WORK ITEM – What lines in the material hold the string "only"? Return every one of them.

EXTRACTED ENTRIES –

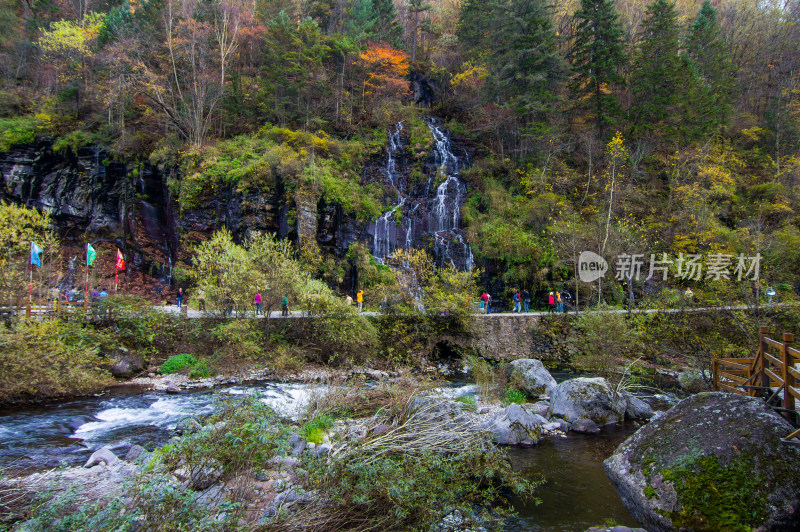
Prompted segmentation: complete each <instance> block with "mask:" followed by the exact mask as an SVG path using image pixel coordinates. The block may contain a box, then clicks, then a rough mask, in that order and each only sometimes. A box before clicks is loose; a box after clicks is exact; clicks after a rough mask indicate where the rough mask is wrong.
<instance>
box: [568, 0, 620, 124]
mask: <svg viewBox="0 0 800 532" xmlns="http://www.w3.org/2000/svg"><path fill="white" fill-rule="evenodd" d="M575 18H576V20H577V30H576V32H575V45H574V47H573V48H572V50H571V52H570V54H569V59H570V61H571V63H572V67H573V69H574V71H575V75H574V76H573V79H572V83H571V92H572V94H573V96H574V97H575V98H576V99H578V100H579V102H581V105H582V106H584V107H586V108H588V109H589V110H590V112H591V113H593V114H594V120H595V124H596V125H597V128H598V129H599V131H600V135H601V136H602V135H603V133H604V131H605V130H606V129H607V128H608V127H610V126H612V125H613V124H614V119H615V117H617V116H618V115H619V102H618V101H617V98H616V96H615V95H614V92H613V90H614V86H615V85H620V84H622V83H623V82H624V79H623V77H622V75H621V74H620V73H619V69H620V67H621V66H622V65H623V64H624V62H625V60H626V57H625V51H624V49H623V45H622V36H623V32H622V24H621V22H620V21H619V14H618V13H617V12H616V11H615V10H614V0H581V7H580V9H579V10H578V11H576V12H575Z"/></svg>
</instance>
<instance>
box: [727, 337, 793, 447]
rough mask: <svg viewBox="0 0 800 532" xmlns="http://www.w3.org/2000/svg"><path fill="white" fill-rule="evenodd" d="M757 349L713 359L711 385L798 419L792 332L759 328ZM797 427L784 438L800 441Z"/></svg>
mask: <svg viewBox="0 0 800 532" xmlns="http://www.w3.org/2000/svg"><path fill="white" fill-rule="evenodd" d="M758 337H759V339H758V351H757V352H756V356H754V357H749V358H717V359H715V360H714V361H713V364H712V367H713V374H714V389H715V390H719V391H726V392H733V393H738V394H741V395H748V396H750V397H760V398H762V399H764V400H765V401H766V403H767V405H769V407H770V408H772V409H774V410H775V411H776V412H779V413H780V414H781V415H782V416H784V417H785V418H786V419H787V420H788V421H789V422H790V423H792V424H794V425H795V426H797V425H798V424H799V423H800V413H798V410H797V408H798V401H799V400H800V388H798V383H800V350H798V349H796V348H794V347H792V344H793V343H794V335H793V334H791V333H783V337H782V339H781V340H780V341H779V340H776V339H774V338H770V337H769V328H767V327H760V328H759V331H758ZM797 437H798V431H795V432H794V433H792V434H790V435H789V436H787V438H784V440H783V441H784V442H786V443H790V444H794V445H800V439H797Z"/></svg>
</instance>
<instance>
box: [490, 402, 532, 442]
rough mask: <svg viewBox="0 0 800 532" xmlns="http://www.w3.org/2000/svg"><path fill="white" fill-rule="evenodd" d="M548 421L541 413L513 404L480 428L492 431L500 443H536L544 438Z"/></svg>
mask: <svg viewBox="0 0 800 532" xmlns="http://www.w3.org/2000/svg"><path fill="white" fill-rule="evenodd" d="M546 423H547V420H546V419H545V418H543V417H542V416H540V415H539V414H534V413H533V412H529V411H528V410H526V409H525V408H524V407H522V406H520V405H517V404H512V405H508V406H507V407H506V408H505V409H504V410H502V411H501V412H498V413H497V414H495V416H494V417H493V418H492V419H490V420H489V421H487V422H485V423H484V424H482V425H481V426H480V428H481V429H483V430H487V431H489V432H491V433H492V438H493V440H494V442H495V443H497V444H500V445H534V444H536V443H538V442H539V440H540V439H541V438H542V433H543V432H544V428H543V425H545V424H546Z"/></svg>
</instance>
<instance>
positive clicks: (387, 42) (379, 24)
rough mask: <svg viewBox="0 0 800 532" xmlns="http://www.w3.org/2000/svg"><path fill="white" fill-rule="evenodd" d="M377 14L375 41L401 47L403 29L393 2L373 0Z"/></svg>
mask: <svg viewBox="0 0 800 532" xmlns="http://www.w3.org/2000/svg"><path fill="white" fill-rule="evenodd" d="M372 9H373V11H374V13H375V21H376V22H375V39H376V40H378V41H380V42H385V43H388V44H391V45H392V46H396V47H399V46H400V40H401V39H402V37H403V27H402V26H401V25H400V22H399V21H398V20H397V12H396V11H395V9H394V2H393V0H372Z"/></svg>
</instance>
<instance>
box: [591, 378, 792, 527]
mask: <svg viewBox="0 0 800 532" xmlns="http://www.w3.org/2000/svg"><path fill="white" fill-rule="evenodd" d="M792 430H793V429H792V426H791V425H790V424H789V423H788V422H786V421H785V420H784V419H783V418H782V417H780V416H779V415H778V414H776V413H775V412H773V411H772V410H770V409H769V408H767V407H766V406H765V404H764V402H763V401H762V400H759V399H756V398H752V397H744V396H741V395H736V394H727V393H720V392H714V393H701V394H697V395H694V396H692V397H690V398H688V399H685V400H684V401H682V402H680V403H678V404H677V405H676V406H675V407H673V408H672V409H671V410H669V411H667V412H665V413H664V414H663V415H661V416H660V417H658V418H657V419H655V420H654V421H651V422H650V423H649V424H647V425H645V426H644V427H642V428H641V429H639V430H638V431H637V432H636V433H635V434H634V435H633V436H631V437H630V438H628V439H627V440H626V441H625V442H624V443H622V445H620V446H619V447H618V448H617V450H616V451H615V452H614V454H613V455H612V456H611V457H610V458H609V459H608V460H606V461H605V462H604V467H605V470H606V474H608V476H609V478H610V479H611V482H612V483H613V484H614V486H615V487H616V488H617V491H618V492H619V495H620V497H621V499H622V502H623V503H624V504H625V506H626V507H627V508H628V510H630V512H631V514H632V515H633V517H635V518H636V519H637V520H638V521H639V522H640V523H642V525H643V526H644V527H645V528H646V529H647V530H649V531H650V532H657V531H667V530H751V529H753V530H761V531H773V530H775V531H776V530H800V449H798V448H797V447H795V446H790V445H787V444H783V443H781V441H780V439H781V437H785V436H786V435H788V434H789V433H790V432H791V431H792Z"/></svg>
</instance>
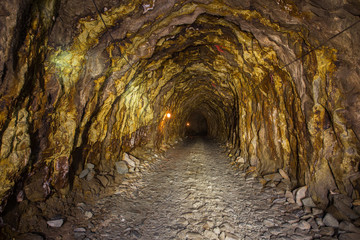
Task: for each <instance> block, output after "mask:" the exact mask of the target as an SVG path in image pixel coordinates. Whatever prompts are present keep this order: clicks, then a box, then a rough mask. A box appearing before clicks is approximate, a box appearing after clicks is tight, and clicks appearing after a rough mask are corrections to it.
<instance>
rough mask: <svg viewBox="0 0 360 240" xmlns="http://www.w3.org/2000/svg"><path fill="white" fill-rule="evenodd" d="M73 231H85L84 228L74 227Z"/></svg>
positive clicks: (79, 231) (82, 231) (74, 231)
mask: <svg viewBox="0 0 360 240" xmlns="http://www.w3.org/2000/svg"><path fill="white" fill-rule="evenodd" d="M74 232H86V229H85V228H75V229H74Z"/></svg>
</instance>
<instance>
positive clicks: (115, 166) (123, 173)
mask: <svg viewBox="0 0 360 240" xmlns="http://www.w3.org/2000/svg"><path fill="white" fill-rule="evenodd" d="M115 168H116V171H117V172H118V173H120V174H125V173H128V172H129V169H128V167H127V165H126V162H125V161H119V162H115Z"/></svg>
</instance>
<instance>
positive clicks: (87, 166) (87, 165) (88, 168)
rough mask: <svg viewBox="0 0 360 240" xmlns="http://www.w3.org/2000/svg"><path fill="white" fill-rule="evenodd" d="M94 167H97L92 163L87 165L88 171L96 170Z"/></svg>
mask: <svg viewBox="0 0 360 240" xmlns="http://www.w3.org/2000/svg"><path fill="white" fill-rule="evenodd" d="M94 167H95V165H94V164H92V163H87V164H86V168H88V169H94Z"/></svg>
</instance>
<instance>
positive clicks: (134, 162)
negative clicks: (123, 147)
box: [122, 153, 136, 168]
mask: <svg viewBox="0 0 360 240" xmlns="http://www.w3.org/2000/svg"><path fill="white" fill-rule="evenodd" d="M122 160H123V161H125V162H126V163H127V164H128V165H129V168H135V167H136V164H135V162H134V161H133V160H132V159H131V158H130V156H129V154H127V153H124V156H123V159H122Z"/></svg>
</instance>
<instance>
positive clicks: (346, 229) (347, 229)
mask: <svg viewBox="0 0 360 240" xmlns="http://www.w3.org/2000/svg"><path fill="white" fill-rule="evenodd" d="M339 229H340V230H343V231H346V232H353V233H360V228H358V227H355V225H354V224H352V223H351V222H348V221H342V222H340V225H339Z"/></svg>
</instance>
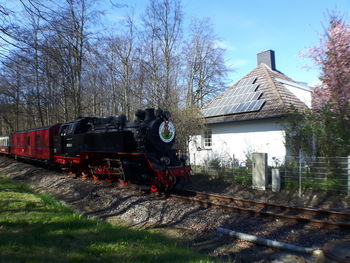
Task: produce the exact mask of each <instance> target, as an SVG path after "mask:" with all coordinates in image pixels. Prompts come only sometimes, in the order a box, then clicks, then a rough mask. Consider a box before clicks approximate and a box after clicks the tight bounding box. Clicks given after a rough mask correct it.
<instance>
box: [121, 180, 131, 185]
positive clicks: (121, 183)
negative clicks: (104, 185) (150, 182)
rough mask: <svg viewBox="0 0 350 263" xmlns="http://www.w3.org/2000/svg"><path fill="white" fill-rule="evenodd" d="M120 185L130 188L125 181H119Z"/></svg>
mask: <svg viewBox="0 0 350 263" xmlns="http://www.w3.org/2000/svg"><path fill="white" fill-rule="evenodd" d="M119 184H120V185H123V186H128V185H129V182H127V181H124V180H119Z"/></svg>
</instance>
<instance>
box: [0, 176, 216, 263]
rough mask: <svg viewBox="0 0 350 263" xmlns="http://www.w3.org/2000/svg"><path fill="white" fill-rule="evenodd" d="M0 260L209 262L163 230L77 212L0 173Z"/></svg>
mask: <svg viewBox="0 0 350 263" xmlns="http://www.w3.org/2000/svg"><path fill="white" fill-rule="evenodd" d="M0 262H6V263H9V262H21V263H22V262H28V263H29V262H30V263H31V262H45V263H48V262H50V263H51V262H53V263H55V262H81V263H83V262H84V263H86V262H94V263H96V262H103V263H108V262H167V263H168V262H212V260H211V259H209V258H207V257H205V256H203V255H200V254H198V253H196V252H194V251H192V250H190V249H188V248H186V247H184V246H183V245H182V244H180V243H179V242H177V241H174V240H171V239H169V238H166V237H165V236H163V235H160V234H156V233H151V232H150V231H140V230H132V229H128V228H125V227H121V226H114V225H113V226H112V225H110V224H107V223H105V222H102V221H100V220H96V219H91V218H87V217H84V216H81V215H79V214H78V213H77V212H75V211H74V210H73V209H71V208H68V207H66V206H64V205H62V204H61V203H60V202H58V201H56V200H55V199H54V198H52V197H51V196H48V195H44V194H37V193H35V192H34V191H33V190H31V189H30V188H29V187H27V186H26V185H23V184H18V183H14V182H13V181H11V180H9V179H5V178H3V177H0Z"/></svg>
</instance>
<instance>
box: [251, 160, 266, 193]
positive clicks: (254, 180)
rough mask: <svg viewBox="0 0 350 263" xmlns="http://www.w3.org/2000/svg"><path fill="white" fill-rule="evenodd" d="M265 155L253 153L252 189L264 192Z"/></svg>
mask: <svg viewBox="0 0 350 263" xmlns="http://www.w3.org/2000/svg"><path fill="white" fill-rule="evenodd" d="M267 174H268V172H267V153H253V185H252V188H253V189H257V190H266V186H267V182H268V181H267V179H268V178H267Z"/></svg>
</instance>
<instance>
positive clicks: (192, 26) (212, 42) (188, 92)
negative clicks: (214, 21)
mask: <svg viewBox="0 0 350 263" xmlns="http://www.w3.org/2000/svg"><path fill="white" fill-rule="evenodd" d="M218 41H219V39H218V38H217V37H216V36H215V34H214V31H213V27H212V25H211V23H210V21H209V20H208V19H203V20H194V22H193V23H192V25H191V38H190V40H189V41H188V42H187V45H185V49H184V52H183V53H184V54H186V55H185V61H186V67H185V72H187V76H186V82H187V98H186V104H187V106H189V107H190V106H192V105H198V106H200V107H202V106H203V104H204V103H205V102H207V101H208V99H210V98H212V97H213V96H215V95H216V94H218V93H219V92H222V91H223V89H225V88H226V85H225V77H226V73H227V72H228V71H229V69H228V67H227V66H226V65H225V61H224V52H225V50H224V49H223V48H220V47H219V46H218Z"/></svg>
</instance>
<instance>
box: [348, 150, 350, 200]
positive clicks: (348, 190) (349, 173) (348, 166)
mask: <svg viewBox="0 0 350 263" xmlns="http://www.w3.org/2000/svg"><path fill="white" fill-rule="evenodd" d="M348 196H350V156H348Z"/></svg>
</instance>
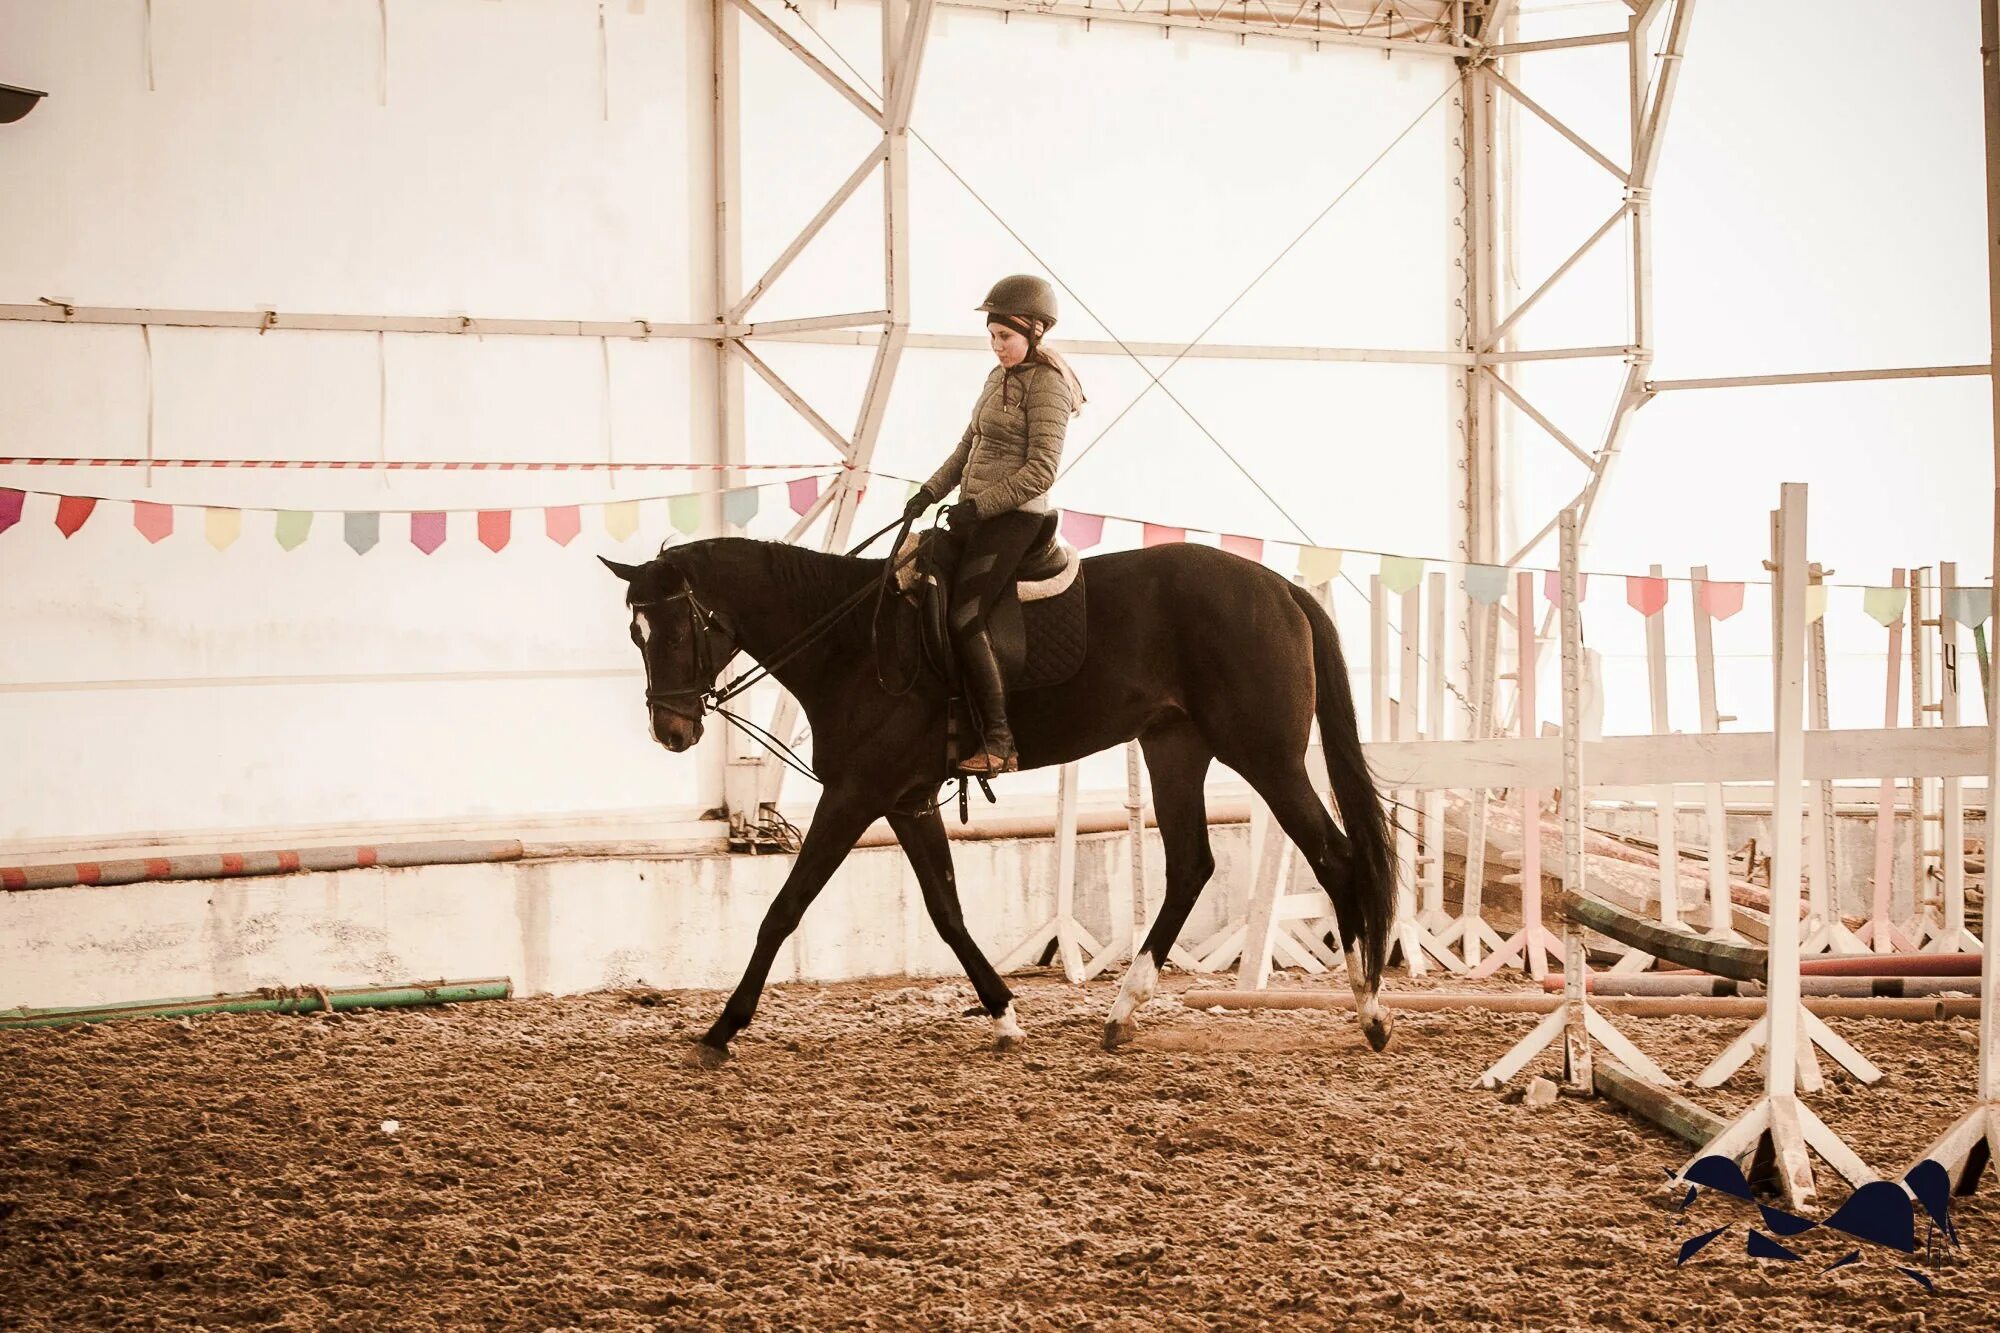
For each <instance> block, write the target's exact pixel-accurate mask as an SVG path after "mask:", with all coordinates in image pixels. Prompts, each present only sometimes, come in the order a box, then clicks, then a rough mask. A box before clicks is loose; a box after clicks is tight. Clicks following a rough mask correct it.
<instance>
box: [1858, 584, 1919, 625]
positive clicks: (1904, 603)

SOLUTION BELOW –
Prompted segmentation: complete each <instance> block with "mask:" followed by the exact mask as an SVG path using image pixel coordinates. The block may contain a box, then clicks, then a rough mask, in that order and each only sometimes. A box before clicks is loose; a box after clicks is exact; clicks after a rough mask indicate where the rough mask is wrong.
Task: produce the exact mask of each <instance> target, as an SVG path after "mask:" with all coordinates in image pixels. Prompts come only sometimes, in the order a box, then clicks, then a rough mask. Consider a box before clicks approximate and a box after clicks the tight bounding box. Clicks given after a rough mask correct it.
For each <instance> block, write the target's exact pixel-accurate mask as an SVG path after "mask:", with all coordinates in image pixels. Prompts, each present only sometimes, come in the order a box, then clicks, then a rough mask. A box before clicks is loose; a box after clicks is tight. Clicks following a rough mask correct it.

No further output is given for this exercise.